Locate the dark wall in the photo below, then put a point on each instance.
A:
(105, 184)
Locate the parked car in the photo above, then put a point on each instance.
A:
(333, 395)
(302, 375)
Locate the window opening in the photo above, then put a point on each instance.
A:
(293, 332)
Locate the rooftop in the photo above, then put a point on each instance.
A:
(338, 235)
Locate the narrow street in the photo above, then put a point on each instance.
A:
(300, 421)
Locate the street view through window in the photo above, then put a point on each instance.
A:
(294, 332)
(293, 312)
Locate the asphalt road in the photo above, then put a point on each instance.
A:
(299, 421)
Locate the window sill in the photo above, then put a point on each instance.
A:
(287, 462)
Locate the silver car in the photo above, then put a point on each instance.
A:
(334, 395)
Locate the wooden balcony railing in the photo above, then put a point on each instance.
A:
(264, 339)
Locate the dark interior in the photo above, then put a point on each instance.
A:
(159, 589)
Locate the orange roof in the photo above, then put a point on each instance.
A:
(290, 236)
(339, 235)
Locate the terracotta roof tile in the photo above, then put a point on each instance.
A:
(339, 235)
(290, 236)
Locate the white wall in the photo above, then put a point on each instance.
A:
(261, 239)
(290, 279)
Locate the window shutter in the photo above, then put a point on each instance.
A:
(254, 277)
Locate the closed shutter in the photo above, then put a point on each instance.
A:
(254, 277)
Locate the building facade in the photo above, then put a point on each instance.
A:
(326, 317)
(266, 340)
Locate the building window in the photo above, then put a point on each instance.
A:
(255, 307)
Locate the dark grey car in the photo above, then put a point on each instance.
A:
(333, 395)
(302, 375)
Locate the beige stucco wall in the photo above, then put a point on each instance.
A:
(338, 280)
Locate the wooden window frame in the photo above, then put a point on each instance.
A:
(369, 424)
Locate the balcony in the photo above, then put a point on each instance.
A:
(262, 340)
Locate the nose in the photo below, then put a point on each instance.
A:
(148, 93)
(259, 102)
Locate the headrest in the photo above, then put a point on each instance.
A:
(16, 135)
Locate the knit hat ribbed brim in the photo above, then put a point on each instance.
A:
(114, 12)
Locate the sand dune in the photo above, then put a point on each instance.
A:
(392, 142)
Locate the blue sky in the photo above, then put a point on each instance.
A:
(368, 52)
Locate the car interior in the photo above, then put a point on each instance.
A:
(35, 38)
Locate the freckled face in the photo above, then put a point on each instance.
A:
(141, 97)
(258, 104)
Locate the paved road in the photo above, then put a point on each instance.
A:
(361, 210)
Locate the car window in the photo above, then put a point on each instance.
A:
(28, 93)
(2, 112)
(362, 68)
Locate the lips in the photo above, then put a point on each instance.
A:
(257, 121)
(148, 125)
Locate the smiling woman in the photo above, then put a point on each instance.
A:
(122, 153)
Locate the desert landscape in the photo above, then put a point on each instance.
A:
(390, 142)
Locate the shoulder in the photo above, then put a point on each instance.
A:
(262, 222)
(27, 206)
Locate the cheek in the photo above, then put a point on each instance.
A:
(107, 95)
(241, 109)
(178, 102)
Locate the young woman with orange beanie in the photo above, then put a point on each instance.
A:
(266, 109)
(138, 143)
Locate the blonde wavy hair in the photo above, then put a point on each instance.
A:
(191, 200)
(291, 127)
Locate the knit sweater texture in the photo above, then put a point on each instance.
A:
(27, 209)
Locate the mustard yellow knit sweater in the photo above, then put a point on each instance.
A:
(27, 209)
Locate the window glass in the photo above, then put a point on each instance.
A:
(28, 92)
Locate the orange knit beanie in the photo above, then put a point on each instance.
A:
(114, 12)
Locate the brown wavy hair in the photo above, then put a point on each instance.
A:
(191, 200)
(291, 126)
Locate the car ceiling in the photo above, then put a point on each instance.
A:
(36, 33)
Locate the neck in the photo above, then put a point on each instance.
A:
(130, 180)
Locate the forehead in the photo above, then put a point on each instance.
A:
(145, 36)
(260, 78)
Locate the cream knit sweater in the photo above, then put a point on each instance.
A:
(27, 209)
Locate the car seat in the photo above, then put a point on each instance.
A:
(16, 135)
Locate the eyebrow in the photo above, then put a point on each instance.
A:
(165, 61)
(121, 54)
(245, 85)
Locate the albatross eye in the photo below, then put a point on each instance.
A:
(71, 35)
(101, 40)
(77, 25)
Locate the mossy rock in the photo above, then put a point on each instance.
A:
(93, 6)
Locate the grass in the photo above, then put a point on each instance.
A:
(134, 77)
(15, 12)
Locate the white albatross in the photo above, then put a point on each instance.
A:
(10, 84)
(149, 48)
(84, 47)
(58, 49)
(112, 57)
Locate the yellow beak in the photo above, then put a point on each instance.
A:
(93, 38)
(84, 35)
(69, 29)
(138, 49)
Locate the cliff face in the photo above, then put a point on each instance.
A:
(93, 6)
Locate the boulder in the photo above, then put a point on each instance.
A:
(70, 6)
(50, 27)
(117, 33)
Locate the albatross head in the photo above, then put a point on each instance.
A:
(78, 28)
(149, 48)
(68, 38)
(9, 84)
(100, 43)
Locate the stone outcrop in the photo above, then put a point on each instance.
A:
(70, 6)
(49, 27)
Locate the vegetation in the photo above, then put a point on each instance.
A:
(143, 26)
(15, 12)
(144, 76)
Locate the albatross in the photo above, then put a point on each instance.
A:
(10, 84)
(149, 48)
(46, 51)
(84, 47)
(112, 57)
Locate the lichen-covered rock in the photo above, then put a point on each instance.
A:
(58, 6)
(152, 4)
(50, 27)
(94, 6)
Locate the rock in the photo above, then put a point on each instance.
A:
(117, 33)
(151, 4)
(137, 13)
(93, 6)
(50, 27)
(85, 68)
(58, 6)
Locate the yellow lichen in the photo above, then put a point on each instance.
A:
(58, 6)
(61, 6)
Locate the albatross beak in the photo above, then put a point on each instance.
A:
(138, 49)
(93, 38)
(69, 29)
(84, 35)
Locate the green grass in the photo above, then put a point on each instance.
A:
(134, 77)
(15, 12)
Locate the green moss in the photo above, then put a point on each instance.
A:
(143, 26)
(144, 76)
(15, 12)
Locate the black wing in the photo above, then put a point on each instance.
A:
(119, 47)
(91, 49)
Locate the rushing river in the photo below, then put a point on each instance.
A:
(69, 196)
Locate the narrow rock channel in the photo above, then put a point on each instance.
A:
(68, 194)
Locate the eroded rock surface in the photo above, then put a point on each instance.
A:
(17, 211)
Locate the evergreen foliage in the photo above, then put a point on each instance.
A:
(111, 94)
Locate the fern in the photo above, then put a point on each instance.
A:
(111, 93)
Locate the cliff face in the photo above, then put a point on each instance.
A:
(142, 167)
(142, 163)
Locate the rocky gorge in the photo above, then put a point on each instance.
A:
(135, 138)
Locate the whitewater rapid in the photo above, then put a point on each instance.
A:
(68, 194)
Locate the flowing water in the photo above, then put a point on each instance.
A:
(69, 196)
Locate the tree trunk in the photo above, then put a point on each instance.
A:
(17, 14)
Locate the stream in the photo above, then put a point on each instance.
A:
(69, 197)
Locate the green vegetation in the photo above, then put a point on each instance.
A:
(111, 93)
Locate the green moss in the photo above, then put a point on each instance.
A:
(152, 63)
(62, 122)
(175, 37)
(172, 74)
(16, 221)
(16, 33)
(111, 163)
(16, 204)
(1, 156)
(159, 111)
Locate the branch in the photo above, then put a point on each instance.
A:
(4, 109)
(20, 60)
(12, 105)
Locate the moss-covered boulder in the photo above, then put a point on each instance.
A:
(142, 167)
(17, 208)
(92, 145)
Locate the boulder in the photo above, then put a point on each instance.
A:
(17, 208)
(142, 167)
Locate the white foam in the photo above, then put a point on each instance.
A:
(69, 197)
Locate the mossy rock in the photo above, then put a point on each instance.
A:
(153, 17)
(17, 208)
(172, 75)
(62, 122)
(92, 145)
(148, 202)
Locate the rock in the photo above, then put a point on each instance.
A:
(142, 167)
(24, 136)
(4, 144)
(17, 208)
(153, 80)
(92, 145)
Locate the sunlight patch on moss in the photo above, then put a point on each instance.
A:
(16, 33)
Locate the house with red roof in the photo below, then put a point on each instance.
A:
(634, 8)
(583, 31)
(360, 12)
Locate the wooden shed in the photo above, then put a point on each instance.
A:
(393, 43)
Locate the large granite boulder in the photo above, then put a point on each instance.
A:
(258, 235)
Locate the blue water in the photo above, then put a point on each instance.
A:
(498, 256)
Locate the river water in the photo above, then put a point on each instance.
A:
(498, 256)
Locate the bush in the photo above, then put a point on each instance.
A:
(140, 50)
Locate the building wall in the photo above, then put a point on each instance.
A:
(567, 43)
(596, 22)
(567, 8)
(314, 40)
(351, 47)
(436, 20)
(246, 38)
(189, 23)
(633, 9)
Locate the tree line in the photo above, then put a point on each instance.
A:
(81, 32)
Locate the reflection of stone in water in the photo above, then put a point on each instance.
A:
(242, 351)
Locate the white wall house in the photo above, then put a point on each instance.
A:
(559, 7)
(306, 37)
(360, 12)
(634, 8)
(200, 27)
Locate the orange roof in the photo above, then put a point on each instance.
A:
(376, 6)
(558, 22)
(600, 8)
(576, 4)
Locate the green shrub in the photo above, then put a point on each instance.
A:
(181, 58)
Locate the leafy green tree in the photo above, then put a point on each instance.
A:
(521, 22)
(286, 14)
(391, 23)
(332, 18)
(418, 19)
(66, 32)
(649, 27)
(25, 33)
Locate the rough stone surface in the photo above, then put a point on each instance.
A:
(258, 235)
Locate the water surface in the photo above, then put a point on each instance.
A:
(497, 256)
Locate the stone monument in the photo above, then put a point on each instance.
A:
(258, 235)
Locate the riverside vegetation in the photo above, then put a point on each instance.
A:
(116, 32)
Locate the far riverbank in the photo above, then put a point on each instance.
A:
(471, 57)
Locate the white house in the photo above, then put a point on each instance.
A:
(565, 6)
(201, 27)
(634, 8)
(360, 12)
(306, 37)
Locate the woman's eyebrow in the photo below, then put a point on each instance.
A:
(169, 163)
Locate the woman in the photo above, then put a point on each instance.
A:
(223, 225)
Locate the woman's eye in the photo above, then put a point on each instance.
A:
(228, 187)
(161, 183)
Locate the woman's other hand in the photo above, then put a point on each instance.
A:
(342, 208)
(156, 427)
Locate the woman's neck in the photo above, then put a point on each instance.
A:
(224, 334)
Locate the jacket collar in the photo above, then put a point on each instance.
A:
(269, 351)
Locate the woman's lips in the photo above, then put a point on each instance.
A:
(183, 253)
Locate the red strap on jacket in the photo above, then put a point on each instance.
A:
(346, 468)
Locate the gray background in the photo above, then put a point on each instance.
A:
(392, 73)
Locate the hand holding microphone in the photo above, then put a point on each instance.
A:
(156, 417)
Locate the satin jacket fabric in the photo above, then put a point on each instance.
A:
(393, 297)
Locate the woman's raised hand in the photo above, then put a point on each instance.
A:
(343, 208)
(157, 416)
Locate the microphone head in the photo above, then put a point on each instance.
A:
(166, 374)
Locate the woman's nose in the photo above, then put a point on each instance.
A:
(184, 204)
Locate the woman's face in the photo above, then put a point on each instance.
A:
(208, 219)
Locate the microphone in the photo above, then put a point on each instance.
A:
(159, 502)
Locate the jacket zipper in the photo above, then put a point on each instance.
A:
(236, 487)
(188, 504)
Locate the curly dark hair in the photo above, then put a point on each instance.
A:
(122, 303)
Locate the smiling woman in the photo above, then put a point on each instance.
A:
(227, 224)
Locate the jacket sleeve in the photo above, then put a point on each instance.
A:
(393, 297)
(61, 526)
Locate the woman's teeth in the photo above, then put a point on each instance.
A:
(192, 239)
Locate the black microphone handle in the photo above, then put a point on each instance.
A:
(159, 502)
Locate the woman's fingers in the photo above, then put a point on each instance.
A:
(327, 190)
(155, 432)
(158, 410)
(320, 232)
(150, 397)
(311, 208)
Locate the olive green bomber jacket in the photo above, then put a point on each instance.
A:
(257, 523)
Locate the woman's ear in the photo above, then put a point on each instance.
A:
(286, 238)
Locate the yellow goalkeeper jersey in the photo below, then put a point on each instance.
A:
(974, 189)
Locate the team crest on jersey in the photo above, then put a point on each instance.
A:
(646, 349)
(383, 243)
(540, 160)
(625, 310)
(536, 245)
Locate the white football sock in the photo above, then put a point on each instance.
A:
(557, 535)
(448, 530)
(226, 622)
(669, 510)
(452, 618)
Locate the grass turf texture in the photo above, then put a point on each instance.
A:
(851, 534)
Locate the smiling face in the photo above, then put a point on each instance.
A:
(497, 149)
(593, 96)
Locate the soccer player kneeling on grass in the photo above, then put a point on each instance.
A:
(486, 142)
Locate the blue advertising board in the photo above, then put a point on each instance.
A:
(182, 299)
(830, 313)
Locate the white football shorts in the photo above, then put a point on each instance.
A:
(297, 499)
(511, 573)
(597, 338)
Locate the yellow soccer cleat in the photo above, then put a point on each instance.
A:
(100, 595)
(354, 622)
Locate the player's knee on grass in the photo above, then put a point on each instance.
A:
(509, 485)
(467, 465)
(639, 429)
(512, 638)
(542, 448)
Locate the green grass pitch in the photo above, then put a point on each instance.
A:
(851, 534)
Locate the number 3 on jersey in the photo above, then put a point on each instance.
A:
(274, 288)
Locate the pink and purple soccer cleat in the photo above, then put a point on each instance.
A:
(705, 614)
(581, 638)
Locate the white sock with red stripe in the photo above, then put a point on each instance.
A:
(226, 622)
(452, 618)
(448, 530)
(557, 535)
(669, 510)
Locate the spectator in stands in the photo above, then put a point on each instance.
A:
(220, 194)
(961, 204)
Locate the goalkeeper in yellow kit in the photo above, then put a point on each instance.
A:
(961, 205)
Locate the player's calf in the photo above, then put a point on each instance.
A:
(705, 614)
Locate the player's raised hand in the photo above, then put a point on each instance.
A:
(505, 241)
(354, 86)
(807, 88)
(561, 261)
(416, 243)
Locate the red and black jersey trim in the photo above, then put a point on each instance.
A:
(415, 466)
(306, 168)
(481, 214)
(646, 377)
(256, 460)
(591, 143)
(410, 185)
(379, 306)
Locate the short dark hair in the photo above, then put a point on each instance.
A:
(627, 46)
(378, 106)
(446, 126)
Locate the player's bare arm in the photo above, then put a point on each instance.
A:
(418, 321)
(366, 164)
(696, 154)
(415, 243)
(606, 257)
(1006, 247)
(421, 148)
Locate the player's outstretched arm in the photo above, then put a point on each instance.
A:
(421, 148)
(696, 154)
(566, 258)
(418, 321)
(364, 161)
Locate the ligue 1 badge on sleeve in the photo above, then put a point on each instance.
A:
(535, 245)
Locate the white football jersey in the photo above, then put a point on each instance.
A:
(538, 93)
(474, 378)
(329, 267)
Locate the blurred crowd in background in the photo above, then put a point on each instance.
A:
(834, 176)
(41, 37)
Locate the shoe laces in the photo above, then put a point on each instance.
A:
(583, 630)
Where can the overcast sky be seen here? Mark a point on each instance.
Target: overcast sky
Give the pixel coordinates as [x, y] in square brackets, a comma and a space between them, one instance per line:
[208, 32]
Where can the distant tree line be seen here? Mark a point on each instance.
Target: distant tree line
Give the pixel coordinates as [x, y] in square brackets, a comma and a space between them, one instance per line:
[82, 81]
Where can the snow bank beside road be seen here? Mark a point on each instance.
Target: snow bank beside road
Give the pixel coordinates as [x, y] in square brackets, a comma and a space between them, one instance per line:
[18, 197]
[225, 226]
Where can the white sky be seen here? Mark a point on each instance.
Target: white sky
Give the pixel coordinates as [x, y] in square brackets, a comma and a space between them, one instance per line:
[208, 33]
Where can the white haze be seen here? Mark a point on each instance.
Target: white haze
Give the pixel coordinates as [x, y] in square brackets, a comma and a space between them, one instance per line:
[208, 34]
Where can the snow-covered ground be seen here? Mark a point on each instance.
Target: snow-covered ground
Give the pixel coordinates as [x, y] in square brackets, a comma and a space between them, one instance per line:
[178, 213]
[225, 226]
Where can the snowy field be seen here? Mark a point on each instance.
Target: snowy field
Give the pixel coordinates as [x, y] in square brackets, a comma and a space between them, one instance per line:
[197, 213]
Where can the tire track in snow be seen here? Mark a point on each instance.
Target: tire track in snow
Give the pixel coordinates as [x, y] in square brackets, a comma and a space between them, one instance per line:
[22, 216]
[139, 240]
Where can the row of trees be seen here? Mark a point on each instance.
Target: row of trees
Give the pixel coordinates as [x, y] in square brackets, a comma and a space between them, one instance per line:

• [Exercise requirements] In the records above, how many lines include "dark"? Answer with the number alone.

• [Output below] 5